• Article:
* BEGIN *
Sunday, August 9, 2015

A very brief introduction to the electron correlation energy



RHF is often not accurate enough for predicting the change in energies due to a chemical reaction, no matter how big a basis set we use.  The reason is the error due to the molecular orbital approximation
$$ \Psi ({{\bf{r}}_1},{{\bf{r}}_2}, \ldots {{\bf{r}}_N}) \approx \left| {{\phi _1}(1){{\bar \phi }_1}(2) \ldots {\phi _{N/2}}(N - 1){{\bar \phi }_{N/2}}(N)} \right\rangle  \equiv \Phi $$
and the energy difference due to this approximation is known as the correlation energy.  Just like we improve the LCAO approximation by including more terms in an expansion, we can improve the orbital approximation by an expansion, in terms of Slater determinants
$$\Psi ({{\bf{r}}_1},{{\bf{r}}_2}, \ldots {{\bf{r}}_N}) \approx \sum\limits_{i = 1}^L {{C_i}{\Phi _i}({{\bf{r}}_1},{{\bf{r}}_2}, \ldots {{\bf{r}}_N})} $$
The “basis set” of Slater determinants $\{\Phi_i \}$ is generated by first computing an RHF wave function $\{\Phi_0 \}$ as usual, which also generates a lot of virtual orbitals, and then generating other determinants with these orbitals.  For example, for an atom or molecule with two electrons the RHF wave function is  $\left| {{\phi _1}{{\bar \phi }_1}} \right\rangle $ and we have $K-1$ virtual orbitals (${\phi _2}, \ldots ,{\phi _K}$ , where $K$ is the number of basis functions), which can be used to make other Slater determinants like $\Phi _1^2 = \left| {{\phi _1}{{\bar \phi }_2}} \right\rangle $ and $\Phi _{11}^{22} = \left| {{\phi _2}{{\bar \phi }_2}} \right\rangle $  (Figure 1).
* END *
• Data records:
* BEGIN *
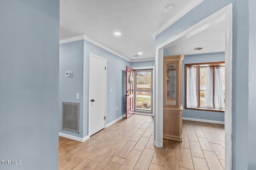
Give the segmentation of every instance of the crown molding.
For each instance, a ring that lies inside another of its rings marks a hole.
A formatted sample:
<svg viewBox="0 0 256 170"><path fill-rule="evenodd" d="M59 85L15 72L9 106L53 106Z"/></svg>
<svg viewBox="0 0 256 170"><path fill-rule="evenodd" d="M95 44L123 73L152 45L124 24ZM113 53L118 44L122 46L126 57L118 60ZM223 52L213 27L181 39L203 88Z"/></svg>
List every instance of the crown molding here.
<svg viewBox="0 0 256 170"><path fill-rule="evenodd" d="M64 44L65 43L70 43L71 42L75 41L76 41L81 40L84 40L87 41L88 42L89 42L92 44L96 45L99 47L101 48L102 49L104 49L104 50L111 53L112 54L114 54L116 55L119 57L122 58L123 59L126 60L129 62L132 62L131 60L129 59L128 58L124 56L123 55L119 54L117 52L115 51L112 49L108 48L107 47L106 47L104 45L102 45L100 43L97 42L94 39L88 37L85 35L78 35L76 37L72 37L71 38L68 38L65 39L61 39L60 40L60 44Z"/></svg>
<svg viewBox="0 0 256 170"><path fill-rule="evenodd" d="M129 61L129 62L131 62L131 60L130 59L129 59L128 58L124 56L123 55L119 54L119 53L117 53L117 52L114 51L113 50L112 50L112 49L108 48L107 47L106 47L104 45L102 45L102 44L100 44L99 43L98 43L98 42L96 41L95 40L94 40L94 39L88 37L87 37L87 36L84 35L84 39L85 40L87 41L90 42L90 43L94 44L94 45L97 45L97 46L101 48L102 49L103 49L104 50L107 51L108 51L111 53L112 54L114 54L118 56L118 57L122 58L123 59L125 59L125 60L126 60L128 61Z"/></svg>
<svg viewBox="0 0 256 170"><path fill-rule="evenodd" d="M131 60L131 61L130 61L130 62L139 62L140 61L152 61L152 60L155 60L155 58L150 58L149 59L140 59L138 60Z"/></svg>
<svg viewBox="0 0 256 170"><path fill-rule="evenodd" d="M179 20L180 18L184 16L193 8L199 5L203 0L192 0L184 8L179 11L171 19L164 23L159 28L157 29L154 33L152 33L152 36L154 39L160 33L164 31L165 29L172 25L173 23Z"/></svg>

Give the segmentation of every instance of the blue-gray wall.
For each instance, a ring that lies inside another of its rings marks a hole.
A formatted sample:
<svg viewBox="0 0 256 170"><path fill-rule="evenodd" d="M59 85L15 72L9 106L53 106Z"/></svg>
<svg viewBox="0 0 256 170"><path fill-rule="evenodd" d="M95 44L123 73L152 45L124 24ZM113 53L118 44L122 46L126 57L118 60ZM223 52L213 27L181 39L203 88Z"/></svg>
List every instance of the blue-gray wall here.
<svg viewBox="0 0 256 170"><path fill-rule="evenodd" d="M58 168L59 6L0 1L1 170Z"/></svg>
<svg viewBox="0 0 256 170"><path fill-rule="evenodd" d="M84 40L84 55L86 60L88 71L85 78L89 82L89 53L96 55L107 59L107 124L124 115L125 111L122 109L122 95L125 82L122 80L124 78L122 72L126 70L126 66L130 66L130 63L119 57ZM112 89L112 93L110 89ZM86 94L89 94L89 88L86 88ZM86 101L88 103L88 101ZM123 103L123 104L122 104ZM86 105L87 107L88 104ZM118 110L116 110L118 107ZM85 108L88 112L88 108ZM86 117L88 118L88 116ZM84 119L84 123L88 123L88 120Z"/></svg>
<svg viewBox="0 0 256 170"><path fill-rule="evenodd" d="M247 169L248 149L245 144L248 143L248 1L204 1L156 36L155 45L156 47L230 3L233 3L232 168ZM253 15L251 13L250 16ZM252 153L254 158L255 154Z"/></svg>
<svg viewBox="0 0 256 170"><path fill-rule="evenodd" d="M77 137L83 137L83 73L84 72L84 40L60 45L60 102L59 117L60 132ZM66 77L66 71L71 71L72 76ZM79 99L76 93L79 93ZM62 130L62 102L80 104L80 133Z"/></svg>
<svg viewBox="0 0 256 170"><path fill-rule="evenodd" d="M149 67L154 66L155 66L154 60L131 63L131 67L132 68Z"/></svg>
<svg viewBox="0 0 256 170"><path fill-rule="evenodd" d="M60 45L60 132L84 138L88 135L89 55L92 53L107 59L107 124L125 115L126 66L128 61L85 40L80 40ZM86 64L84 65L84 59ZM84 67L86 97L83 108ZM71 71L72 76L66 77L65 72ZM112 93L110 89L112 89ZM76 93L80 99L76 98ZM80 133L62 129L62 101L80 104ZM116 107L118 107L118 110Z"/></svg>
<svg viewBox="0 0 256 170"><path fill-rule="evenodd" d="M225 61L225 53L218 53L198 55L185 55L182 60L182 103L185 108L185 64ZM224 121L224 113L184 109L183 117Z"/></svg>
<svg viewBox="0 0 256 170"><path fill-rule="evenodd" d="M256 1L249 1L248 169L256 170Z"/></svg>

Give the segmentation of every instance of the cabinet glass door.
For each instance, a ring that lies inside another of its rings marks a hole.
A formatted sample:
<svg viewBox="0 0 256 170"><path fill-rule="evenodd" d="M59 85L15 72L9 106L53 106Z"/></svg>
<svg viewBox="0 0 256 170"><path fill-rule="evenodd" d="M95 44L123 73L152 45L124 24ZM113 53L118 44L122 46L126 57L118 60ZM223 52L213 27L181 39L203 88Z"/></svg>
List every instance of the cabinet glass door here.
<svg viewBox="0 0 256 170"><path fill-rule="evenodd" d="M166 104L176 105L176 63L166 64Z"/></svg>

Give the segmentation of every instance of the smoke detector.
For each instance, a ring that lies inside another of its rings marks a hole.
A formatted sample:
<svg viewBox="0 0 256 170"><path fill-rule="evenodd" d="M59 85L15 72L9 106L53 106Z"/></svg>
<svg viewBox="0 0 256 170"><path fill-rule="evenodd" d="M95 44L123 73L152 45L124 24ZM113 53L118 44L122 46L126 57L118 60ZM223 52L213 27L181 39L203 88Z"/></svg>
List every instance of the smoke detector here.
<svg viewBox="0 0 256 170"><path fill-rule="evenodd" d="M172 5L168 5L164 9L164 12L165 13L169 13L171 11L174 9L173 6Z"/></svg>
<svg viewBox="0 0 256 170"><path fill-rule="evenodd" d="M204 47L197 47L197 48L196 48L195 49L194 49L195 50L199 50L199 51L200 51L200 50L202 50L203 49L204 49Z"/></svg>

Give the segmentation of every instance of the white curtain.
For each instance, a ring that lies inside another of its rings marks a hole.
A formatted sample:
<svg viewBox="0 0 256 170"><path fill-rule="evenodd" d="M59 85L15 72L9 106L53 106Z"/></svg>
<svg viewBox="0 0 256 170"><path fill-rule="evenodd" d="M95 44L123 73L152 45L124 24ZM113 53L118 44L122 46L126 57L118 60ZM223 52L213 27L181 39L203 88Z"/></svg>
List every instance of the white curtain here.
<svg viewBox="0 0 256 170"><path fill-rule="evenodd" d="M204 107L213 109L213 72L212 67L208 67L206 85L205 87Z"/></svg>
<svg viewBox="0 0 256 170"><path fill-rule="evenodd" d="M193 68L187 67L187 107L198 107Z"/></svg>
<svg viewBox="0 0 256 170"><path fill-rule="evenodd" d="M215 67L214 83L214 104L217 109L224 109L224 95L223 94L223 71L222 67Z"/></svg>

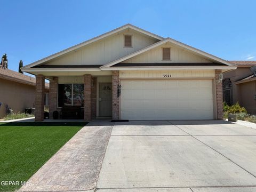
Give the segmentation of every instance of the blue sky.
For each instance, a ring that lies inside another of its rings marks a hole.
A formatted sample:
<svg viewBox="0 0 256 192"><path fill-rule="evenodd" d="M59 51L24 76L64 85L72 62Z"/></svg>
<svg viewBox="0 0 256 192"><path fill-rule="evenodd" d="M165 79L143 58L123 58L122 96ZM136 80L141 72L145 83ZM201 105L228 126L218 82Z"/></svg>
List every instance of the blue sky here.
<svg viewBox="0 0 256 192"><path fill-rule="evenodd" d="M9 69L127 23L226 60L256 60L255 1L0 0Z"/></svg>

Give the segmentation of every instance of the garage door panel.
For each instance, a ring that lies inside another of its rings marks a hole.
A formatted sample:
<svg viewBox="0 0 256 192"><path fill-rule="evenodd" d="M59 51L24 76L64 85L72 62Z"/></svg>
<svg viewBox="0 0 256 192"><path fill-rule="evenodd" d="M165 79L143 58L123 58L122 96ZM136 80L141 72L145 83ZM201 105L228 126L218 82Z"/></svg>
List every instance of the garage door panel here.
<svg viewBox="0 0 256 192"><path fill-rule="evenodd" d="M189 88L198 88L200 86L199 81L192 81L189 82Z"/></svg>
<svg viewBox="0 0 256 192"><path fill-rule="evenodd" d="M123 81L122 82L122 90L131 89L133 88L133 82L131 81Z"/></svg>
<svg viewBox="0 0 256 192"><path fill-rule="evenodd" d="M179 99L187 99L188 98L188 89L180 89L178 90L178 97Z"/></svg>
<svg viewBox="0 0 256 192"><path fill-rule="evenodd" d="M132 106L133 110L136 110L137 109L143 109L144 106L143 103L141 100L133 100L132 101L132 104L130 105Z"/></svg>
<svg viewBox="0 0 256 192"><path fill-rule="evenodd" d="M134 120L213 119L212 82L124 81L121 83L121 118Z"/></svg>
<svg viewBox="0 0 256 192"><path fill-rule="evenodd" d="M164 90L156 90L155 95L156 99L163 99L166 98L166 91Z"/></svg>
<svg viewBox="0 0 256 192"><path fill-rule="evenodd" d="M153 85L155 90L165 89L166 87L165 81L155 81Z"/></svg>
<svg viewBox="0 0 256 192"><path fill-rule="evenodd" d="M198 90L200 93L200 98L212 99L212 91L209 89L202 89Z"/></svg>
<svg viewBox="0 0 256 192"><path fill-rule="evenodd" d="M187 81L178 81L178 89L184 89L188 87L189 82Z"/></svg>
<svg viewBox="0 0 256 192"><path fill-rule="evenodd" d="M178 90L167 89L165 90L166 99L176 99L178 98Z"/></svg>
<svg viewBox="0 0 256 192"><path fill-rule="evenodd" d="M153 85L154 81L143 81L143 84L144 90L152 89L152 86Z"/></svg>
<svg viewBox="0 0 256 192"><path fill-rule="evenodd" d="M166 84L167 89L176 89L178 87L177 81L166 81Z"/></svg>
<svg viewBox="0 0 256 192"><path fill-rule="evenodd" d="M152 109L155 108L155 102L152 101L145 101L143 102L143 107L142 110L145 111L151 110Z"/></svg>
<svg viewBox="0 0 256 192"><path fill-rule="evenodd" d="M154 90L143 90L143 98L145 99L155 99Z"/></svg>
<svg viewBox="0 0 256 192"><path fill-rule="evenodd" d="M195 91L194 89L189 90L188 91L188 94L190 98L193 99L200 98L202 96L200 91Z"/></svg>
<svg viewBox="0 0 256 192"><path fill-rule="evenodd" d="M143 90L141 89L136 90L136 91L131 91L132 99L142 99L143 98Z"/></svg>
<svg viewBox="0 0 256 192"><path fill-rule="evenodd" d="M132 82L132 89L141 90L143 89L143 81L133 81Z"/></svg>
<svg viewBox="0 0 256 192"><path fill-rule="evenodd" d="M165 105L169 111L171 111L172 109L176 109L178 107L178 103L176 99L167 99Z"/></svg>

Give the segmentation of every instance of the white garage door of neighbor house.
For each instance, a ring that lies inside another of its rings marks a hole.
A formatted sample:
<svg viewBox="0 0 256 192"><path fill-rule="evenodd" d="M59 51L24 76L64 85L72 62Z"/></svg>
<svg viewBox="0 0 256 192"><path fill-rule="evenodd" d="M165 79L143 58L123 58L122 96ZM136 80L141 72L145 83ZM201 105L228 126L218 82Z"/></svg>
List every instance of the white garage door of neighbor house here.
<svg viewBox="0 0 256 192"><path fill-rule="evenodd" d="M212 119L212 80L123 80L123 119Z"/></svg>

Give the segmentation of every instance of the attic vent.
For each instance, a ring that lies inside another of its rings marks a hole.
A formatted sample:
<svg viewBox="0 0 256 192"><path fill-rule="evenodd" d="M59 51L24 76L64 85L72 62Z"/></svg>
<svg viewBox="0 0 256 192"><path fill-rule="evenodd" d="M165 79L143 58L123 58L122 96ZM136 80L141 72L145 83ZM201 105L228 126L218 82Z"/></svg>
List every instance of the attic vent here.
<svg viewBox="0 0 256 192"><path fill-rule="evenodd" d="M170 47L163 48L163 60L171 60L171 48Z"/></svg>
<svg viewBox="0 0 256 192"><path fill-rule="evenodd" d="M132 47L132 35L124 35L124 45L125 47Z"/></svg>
* END *
* BEGIN *
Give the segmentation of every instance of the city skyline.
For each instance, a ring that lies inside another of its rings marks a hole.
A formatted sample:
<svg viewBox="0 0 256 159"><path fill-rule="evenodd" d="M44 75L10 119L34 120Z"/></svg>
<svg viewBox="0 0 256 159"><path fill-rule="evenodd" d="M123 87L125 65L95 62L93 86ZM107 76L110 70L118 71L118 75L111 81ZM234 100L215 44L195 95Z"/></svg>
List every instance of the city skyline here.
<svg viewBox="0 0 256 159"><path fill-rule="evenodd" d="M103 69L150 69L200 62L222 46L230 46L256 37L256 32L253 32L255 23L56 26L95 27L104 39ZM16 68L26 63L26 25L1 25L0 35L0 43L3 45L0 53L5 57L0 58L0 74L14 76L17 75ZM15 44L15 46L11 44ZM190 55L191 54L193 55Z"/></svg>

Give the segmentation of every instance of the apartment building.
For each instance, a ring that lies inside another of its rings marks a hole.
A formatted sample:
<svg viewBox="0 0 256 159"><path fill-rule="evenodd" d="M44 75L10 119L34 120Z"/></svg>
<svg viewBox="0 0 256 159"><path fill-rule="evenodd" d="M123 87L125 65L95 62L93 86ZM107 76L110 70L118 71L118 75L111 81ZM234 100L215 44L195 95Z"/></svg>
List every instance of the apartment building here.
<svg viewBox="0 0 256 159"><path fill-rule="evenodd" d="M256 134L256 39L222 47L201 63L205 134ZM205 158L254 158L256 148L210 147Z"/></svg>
* END *
• Requirements:
1) How would you put this sentence from the introduction to electron correlation energy into Spanish: "RHF is often not accurate enough for predicting the change in energies due to a chemical reaction, no matter how big a basis set we use."
2) Could you write the next part of the introduction to electron correlation energy, carrying on from its last sentence?
The items play no part in what follows.

• The replies:
1) RHF a menudo no es lo bastante preciso para predecir el cambio de energía debido a una reacción química, sin importar cuán grande sea el conjunto de base que usemos.

2)
Figure 1. Schematic representation of the electronic structure of some of the determinants used in Equation 3

Conceptually (in analogy to spectroscopy), an electron is excited from an occupied to a virtual orbital: $\left| {{\phi _1}{{\bar \phi }_2}} \right\rangle$ represents a single excitation and $\left| {{\phi _2}{{\bar \phi }_2}} \right\rangle $  a double excitation.  For systems with more than two electrons higher excitations (like triple and quadruple excitations) are also possible.  In general
$$\Psi  \approx {C_0}{\Phi _0} + \sum\limits_a {\sum\limits_r {C_a^r\Phi _a^r} }  + \sum\limits_a {\sum\limits_b {\sum\limits_r {\sum\limits_s {C_{ab}^{rs}\Phi _{ab}^{rs}} } } }  +  \ldots $$
The expansion coefficients can be found using the variational principle
$$\frac{{\partial E}}{{\partial {C_i}}} = 0 \ \textrm{for all} \ i$$
and this approach is called configuration interaction (CI).  The more excitations we include (i.e. increase L in Eq 2.12.1) the more accurate the expansion and the resulting energy becomes.  If the expansion includes all possible excitations (known as a full CI, FCI) then we have a numerically exact wave function for the particular basis set, and if we use a basis set where the HF limit is reached then we have a numerically exact solution to the electronic Schrödinger equation!  That’s the good news …

The bad news is that the FCI “basis set of determinants” is much, much larger than the LCAO basis set (i.e. $L >> K$),
$$L = \frac{{K!}}{{N!(K - N)!}}$$
where $N$ is the number of electrons.  Thus, an RHF/6-31G(d,p) calculation on water involves 24 basis functions and roughly $\tfrac{1}{8}K^4$ = 42,000 2-electron integrals but a corresponding FCI/6-31G(d) calculation involves nearly 2,000,000 Slater determinants.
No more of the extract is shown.